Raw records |
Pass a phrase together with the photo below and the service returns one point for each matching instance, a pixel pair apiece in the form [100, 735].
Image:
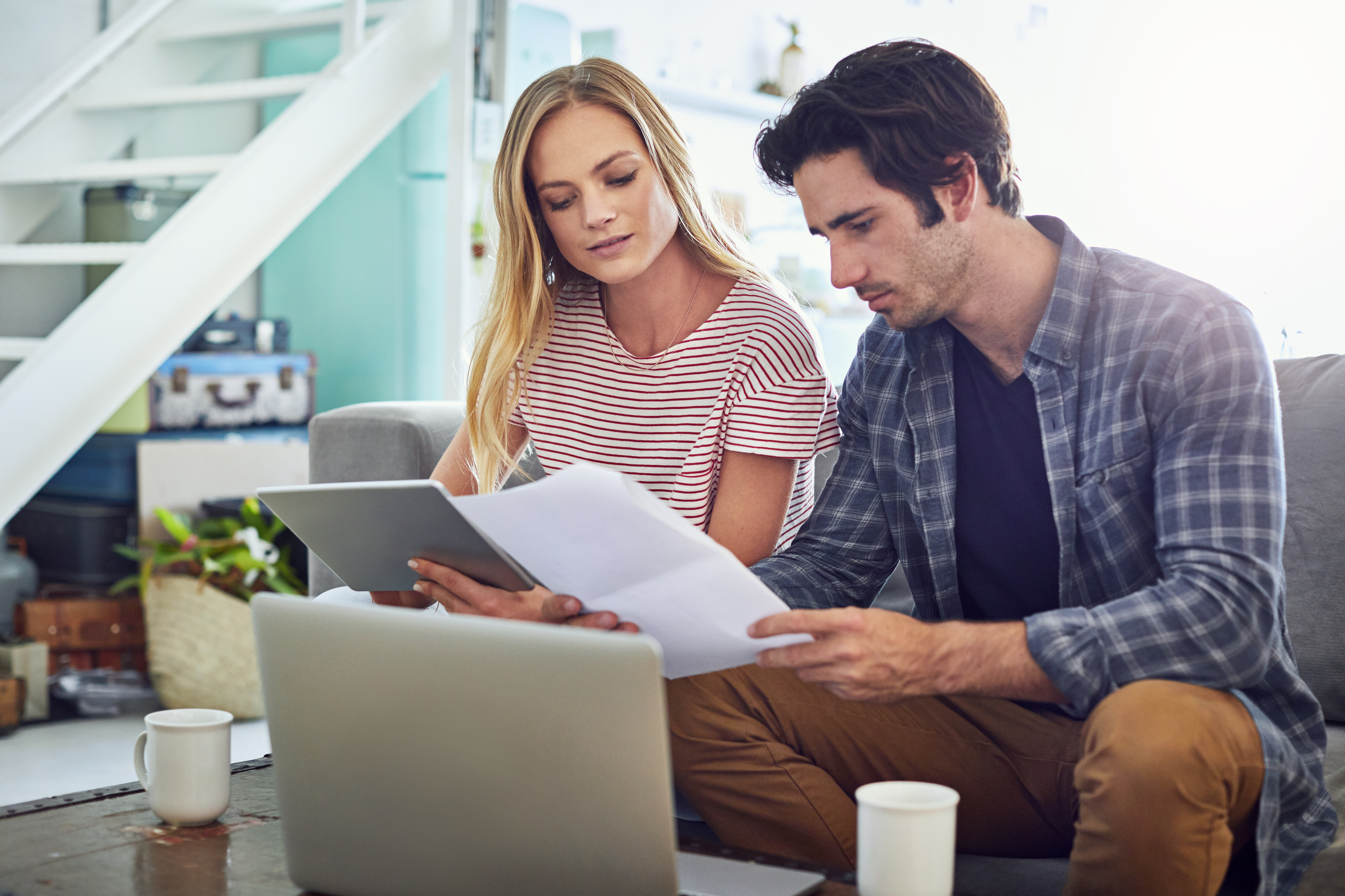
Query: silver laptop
[462, 755]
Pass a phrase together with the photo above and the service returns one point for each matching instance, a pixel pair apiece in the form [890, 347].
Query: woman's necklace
[611, 339]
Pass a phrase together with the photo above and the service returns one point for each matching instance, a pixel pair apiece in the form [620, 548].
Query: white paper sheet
[600, 536]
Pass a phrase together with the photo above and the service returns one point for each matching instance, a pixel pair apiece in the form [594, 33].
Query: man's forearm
[989, 660]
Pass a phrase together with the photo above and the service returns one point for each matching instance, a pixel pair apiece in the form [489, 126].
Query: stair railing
[70, 76]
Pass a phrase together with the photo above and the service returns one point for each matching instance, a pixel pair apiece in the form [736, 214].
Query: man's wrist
[988, 660]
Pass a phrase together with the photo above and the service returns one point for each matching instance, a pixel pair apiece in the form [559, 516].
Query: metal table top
[107, 843]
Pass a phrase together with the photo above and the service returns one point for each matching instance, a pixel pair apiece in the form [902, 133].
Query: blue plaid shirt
[1160, 423]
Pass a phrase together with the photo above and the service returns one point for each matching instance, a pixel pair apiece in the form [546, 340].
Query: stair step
[204, 93]
[18, 347]
[118, 170]
[68, 254]
[264, 25]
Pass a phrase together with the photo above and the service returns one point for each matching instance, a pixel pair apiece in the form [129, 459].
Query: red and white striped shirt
[750, 378]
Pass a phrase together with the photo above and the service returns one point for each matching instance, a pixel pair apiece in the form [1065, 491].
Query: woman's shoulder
[771, 315]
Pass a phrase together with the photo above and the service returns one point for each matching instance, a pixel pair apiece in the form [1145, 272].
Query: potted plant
[196, 591]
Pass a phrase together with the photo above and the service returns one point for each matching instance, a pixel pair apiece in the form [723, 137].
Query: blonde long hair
[530, 271]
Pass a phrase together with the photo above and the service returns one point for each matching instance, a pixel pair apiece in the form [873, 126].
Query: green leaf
[251, 513]
[177, 525]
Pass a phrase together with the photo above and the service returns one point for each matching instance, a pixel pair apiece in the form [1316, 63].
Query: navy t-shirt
[1005, 532]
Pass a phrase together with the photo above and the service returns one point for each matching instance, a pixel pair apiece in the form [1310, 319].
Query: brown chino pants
[1152, 794]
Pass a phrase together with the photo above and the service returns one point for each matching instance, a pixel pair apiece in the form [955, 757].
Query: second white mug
[188, 775]
[907, 836]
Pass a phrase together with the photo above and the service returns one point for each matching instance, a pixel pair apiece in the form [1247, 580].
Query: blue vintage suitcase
[232, 389]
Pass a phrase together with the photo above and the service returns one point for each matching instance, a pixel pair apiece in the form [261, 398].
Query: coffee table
[104, 843]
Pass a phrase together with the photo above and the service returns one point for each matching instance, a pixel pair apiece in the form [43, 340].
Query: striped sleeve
[786, 406]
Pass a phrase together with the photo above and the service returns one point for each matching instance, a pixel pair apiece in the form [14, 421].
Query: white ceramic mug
[188, 778]
[906, 840]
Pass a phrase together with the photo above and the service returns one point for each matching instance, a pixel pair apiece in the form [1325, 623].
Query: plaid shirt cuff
[1066, 645]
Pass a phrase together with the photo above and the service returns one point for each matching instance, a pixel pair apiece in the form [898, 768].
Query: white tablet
[368, 530]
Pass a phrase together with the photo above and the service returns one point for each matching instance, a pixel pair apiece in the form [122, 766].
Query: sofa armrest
[384, 440]
[376, 440]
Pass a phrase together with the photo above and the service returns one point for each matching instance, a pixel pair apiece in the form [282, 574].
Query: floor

Goal |
Take the listing above and print it exactly, apart from the pictures.

The output |
Pass a phrase together with the photo below and the service returns one point for each matching instance, a pixel pair apiece in the form [100, 735].
Image:
Query: silver laptop
[462, 755]
Pass a phrase together with the photo above and the service returns one point for each matching instance, a pixel pair apiece in the form [890, 347].
Query: woman's necklace
[611, 339]
Pass a phrase together with the photo above and the service returns one point for each matching instance, a pixel pair apiece in the form [620, 548].
Query: white paper sheet
[600, 536]
Pass a phrase together with the photo above and the service returns one point for each matching instance, a pixel pair apiece in the form [594, 33].
Query: man's forearm
[989, 660]
Pass a phrase together with the photo above and the service returns one point for each matching instance, a pixel pair apiece in the form [489, 126].
Query: stair railing
[70, 76]
Pass a phrase together with the photo above and the service returns one point for each matching instance, a pixel pair apiece in the form [736, 214].
Query: man's wrist
[988, 660]
Pass a phrase together with the photo above and the service returns one point for each matching instance, a pixel pair apiece in the form [559, 516].
Query: metal table top
[107, 843]
Pass a phrase together with the photo above and the service returns one point for each matching instance, a pixel pair apiece in the form [902, 133].
Query: blue plaid shirt
[1160, 423]
Pass a phrase together with the photo above and the service returns one point for each matching instance, a pixel pair apiece in the form [546, 340].
Query: stair step
[204, 93]
[18, 347]
[118, 170]
[68, 254]
[264, 25]
Pass a phrase together with the photo above and the service returns one point for each matching instance, a pixel pair apiece in the form [129, 459].
Query: red and white striped shirt
[750, 378]
Pass a phrase together with the photo above and the service returns one point for each matching instance, a pixel pair apiece in the form [1065, 491].
Query: woman's shoulder
[771, 315]
Pass a phrase together with the photo above and the service returns one point for each matching instance, a pixel pair apiece in the form [1145, 272].
Query: potted plant
[196, 591]
Pass a phrase together with the photo above and the service returns one point for each matching instance, a pixel pair apiece in the form [723, 137].
Query: blonde long hair
[530, 271]
Pass a phrase together with the photo above and the service returns one point for each matching instance, a pixel pair apiece in the form [873, 126].
Query: green leaf
[251, 513]
[177, 525]
Pass a phrase together with the photo above and the service returns one point for each matching instance, a pixel pair apiece in the form [1316, 63].
Query: navy t-shirt
[1005, 532]
Pass a phrase together with the photo above and the service returns one point for each matching instance, a pixel pair apiece in the form [1310, 319].
Query: brown chino pants
[1152, 794]
Pass a phrase together with the photo above and the service returns one point for each matching instance, a pixel pair apiece in the form [955, 757].
Query: second white mug
[188, 775]
[907, 836]
Pass a phrase together with the photo above and the service returns one point for each matching instance, a pixel pair apiece in the form [1247, 580].
Query: blue vintage suitcase
[232, 389]
Pass a phrase together with the photo above and the service returns one point for each matching instance, a pixel pair apiece in the form [261, 398].
Query: coffee table
[104, 843]
Pass a phrase together with the photo above and the service returns one point for each matching instance, a pixel pair apiece in the form [43, 340].
Query: striped sleeve
[786, 406]
Pass a phrase together with the photo above and the service returns one point for each matching instance, a pixel pair apiece in the form [14, 421].
Query: white ceramic mug
[188, 778]
[906, 840]
Pass a phrase together with the photo above and the service returns one point for each matching instance, a pixel pair apiece in the form [1325, 623].
Query: plaid shirt cuff
[1066, 645]
Pass a phrase together with the photo above and the service returns one point for each matching instance, a pixel pair apiece in the form [898, 768].
Query: white tablet
[368, 530]
Pass a phrase together with the photo above and the service returns one point for each matching instance, a pixel pair apiece in the form [122, 766].
Query: sofa armrest
[384, 440]
[376, 440]
Pass a phrase together with the photo above and the service returns one point for each matching instance, a pixel pair apiece in the form [282, 574].
Query: floor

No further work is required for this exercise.